**Text**
%%
Security of Large Language Models
Bachelor & Master Thesis
Large language models (LLMs) are usually referred to as transformer-based machine learning models that contain up to billions of parameters and a well-trained tokenizer in understanding and generating natural language text. The security of LLMs is vital to whether the LLM can correctly understand users’ input as well as produce desired and appropriate output in natural language. Unfortunately, LLMs are found vulnerable to many streams of attack or manipulation, threatening their further adoption in the industry and people’s daily lives. Through this thesis, students are offered an opportunity to immerse in the world of LLMs (e.g., BERT, ChatGPT, etc) or even a wider extend of foundation models, and explore a specific security-related area to dive in.
This is an umbrella topic. Interested students are welcomed to discussed with the team for more detailed and specific topics or directions for their thesis project.
Topics:
This thesis project allows the students to explore a wide range of security, trustworthy, and privacy topics for LLMs or foundation models (models for speech, image, code, etc.). The topics includes but not be limited to:
* Jailbreaking
* Backdoor attack
* Poisoning attack
* Glitch tokens
* Privacy leakage
* Dataset leakage
You may also refer to an online repository for a comprehensive but incomplete list of relevant literature: github.com/corca-ai/awesome-llm-security
Notes:
This is by-default a research focused thesis. Enrolled students, particularly for master students, should comprehensively investigate the state-of-the-art techniques in a specific area and aims to propose a novel approach that address specific research question(s). For example, how to effectively detect and fix glitch tokens [1], or how to effectively test the LLM's hallucinations [2].
For undergraduate applicant, you can also consider emipirical study and evaluation/benchmarking options. The former request the enrolled students to reproduce the state-of-the-art techniques (e.g., jailbreaking, poisoning attack, etc.) and carry out an indepth discussion in their thesis report. The latter option allows students to either conduct a large-scale comparative evaluation of existing techniques (e.g., a survey of attacks of LLMs [3]), or creating a dataset tailored for a specific objective to facilitate future research (e.g., a dataset for effective hate speech detection [4]).
Reference:
[1] Zhang, Zhibo, Wuxia Bai, Yuxi Li, Mark Huasong Meng, Kailong Wang, Ling Shi, Li Li, Jun Wang, and Haoyu Wang. "Glitchprober: Advancing effective detection and mitigation of glitch tokens in large language models." In Proceedings of the 39th IEEE/ACM International Conference on Automated Software Engineering, pp. 643-655. 2024.
[2] Li, Ningke, Yuekang Li, Yi Liu, Ling Shi, Kailong Wang, and Haoyu Wang. "Drowzee: Metamorphic testing for fact-conflicting hallucination detection in large language models." Proceedings of the ACM on Programming Languages 8, no. OOPSLA2 (2024): 1843-1872.
[3] Chowdhury, Arijit Ghosh, Md Mofijul Islam, Vaibhav Kumar, Faysal Hossain Shezan, Vinija Jain, and Aman Chadha. "Breaking down the defenses: A comparative survey of attacks on large language models." arXiv preprint arXiv:2403.04786 (2024).
[4] Guo, Keyan, Alexander Hu, Jaden Mu, Ziheng Shi, Ziming Zhao, Nishant Vishwamitra, and Hongxin Hu. "An investigation of large language models for real-world hate speech detection." In 2023 International Conference on Machine Learning and Applications (ICMLA), pp. 1568-1573. IEEE, 2023.
%%
**Records shown**
%%
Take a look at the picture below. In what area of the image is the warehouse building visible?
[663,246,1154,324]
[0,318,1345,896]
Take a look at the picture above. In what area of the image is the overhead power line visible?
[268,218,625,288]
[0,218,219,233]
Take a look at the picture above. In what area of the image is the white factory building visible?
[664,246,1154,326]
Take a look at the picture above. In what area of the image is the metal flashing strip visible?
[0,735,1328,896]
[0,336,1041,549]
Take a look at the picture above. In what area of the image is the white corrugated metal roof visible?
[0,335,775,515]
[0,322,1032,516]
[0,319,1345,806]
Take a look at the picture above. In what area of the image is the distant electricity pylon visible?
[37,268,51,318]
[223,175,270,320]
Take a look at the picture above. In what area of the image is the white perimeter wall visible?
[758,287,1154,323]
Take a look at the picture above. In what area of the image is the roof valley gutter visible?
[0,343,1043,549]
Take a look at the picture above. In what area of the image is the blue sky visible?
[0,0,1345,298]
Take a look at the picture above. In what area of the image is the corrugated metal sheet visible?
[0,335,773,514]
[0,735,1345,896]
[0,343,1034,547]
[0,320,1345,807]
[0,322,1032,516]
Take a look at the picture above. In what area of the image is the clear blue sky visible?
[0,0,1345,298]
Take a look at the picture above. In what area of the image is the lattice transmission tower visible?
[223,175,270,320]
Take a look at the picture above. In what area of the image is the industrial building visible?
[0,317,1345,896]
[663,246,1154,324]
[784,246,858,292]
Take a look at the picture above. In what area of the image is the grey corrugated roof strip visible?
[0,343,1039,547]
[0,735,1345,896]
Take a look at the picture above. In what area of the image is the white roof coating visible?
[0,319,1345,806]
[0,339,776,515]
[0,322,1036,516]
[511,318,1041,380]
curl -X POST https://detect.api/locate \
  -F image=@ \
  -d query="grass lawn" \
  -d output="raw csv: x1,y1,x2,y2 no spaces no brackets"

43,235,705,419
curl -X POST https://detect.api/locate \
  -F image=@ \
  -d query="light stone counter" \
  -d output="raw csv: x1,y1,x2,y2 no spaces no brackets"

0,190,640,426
%%
**Exercise**
According to the thesis description, which two options can undergraduate applicants also consider?

**Written response**
An empirical study and an evaluation/benchmarking option.